▶ _Records from a dataset_
###

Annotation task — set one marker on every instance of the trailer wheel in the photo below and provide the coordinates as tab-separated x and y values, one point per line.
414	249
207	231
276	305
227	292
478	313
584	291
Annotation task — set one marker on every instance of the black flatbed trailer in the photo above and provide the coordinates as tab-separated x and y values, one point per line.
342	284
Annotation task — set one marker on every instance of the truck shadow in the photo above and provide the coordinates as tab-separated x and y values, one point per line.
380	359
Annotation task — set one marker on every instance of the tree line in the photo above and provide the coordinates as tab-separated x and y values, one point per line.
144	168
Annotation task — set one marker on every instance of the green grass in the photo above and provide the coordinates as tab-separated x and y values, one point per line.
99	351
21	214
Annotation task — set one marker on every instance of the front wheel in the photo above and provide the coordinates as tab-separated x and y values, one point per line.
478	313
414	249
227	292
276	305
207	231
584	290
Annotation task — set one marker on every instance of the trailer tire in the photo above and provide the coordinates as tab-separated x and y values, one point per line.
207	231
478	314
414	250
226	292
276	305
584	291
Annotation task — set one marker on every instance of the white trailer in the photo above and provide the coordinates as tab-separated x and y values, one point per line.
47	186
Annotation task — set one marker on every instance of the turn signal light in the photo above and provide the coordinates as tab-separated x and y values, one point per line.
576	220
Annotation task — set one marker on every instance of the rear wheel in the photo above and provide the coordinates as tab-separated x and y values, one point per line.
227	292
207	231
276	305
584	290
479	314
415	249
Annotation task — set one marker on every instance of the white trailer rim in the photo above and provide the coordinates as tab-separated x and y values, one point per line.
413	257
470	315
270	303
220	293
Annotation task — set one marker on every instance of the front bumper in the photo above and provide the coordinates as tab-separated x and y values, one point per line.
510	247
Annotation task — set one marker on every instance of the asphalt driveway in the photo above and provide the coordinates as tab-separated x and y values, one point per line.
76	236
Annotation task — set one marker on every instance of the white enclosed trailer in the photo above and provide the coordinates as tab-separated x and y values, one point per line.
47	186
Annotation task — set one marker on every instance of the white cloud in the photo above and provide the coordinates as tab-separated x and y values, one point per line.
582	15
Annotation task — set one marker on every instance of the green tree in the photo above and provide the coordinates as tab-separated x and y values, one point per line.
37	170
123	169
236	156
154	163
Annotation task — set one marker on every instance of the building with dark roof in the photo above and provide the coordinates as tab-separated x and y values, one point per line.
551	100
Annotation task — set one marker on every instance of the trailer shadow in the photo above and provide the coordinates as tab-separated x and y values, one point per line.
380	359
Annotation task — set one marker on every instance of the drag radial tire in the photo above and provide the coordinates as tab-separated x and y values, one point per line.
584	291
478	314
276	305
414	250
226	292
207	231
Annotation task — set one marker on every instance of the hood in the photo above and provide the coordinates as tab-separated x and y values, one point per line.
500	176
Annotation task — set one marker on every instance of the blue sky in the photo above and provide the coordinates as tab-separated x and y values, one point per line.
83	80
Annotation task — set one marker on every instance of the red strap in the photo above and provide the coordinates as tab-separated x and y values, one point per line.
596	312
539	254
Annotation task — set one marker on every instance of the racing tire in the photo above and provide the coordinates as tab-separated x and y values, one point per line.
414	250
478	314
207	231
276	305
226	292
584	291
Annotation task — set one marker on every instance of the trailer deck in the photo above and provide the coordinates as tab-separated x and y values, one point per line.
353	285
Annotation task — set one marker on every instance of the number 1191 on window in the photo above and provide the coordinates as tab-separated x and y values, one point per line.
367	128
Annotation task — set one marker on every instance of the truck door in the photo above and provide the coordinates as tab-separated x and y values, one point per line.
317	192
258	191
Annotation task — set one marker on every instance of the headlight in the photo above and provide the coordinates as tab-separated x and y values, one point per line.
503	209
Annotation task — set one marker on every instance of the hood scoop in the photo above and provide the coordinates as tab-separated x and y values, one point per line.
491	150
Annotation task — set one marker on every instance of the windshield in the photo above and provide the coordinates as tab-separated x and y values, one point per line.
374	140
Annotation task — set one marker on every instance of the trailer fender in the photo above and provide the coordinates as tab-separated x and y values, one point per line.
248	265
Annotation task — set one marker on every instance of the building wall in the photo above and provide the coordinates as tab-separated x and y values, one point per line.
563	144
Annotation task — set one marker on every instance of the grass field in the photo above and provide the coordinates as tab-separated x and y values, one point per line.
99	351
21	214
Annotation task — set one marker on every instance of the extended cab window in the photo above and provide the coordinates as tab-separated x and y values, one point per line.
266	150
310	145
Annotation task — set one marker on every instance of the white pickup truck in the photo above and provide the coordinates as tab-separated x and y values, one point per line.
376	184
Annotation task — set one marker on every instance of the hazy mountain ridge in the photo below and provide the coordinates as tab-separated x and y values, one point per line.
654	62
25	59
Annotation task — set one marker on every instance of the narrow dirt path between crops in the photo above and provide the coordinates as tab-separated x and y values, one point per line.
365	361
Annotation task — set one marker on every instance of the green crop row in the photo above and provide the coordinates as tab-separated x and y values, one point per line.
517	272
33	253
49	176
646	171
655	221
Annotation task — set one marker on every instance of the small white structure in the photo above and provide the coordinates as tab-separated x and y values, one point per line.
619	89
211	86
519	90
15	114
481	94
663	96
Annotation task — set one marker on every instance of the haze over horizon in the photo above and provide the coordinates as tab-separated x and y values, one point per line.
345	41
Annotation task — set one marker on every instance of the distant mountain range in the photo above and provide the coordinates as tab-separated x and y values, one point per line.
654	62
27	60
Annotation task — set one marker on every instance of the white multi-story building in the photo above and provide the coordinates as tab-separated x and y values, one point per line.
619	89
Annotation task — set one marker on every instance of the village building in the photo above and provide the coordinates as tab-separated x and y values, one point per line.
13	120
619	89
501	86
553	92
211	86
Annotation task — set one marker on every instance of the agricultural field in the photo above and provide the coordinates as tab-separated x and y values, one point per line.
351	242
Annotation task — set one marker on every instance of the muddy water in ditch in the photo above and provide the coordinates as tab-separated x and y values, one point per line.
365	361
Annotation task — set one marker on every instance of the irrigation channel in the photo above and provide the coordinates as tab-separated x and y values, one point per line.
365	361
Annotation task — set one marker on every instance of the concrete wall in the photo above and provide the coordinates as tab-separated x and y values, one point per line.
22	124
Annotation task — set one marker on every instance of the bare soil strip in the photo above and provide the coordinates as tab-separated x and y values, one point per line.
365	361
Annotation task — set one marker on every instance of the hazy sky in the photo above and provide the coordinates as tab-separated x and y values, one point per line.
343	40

###

Repeat only the stretch of lines that opens with the line containing "of the muddy" and closes with the final line of the entries, both included, exactly as written.

Annotation task — set one marker on every instance of the muddy water in ditch in the photo above and provide the coordinates as tab-separated x and y values, one point per line.
365	361
Annotation task — set one marker on every instance of the irrigation channel in the photo above and provide the coordinates as tab-separated x and y values, one point per line.
365	361
Annotation task — set one marker on every instance of the concrete wall in the photo above and provide the coordinates as tab-separated x and y values, one point per line.
22	124
Annotation task — set one marker on every instance of the bare soil strip in the photo above and provide the coordinates as tab-separated x and y values, one point per line.
365	361
Annotation task — set one marker on every instance of the hazy sky in the photo above and provide the coordinates as tab-separated x and y values, one point per line.
343	40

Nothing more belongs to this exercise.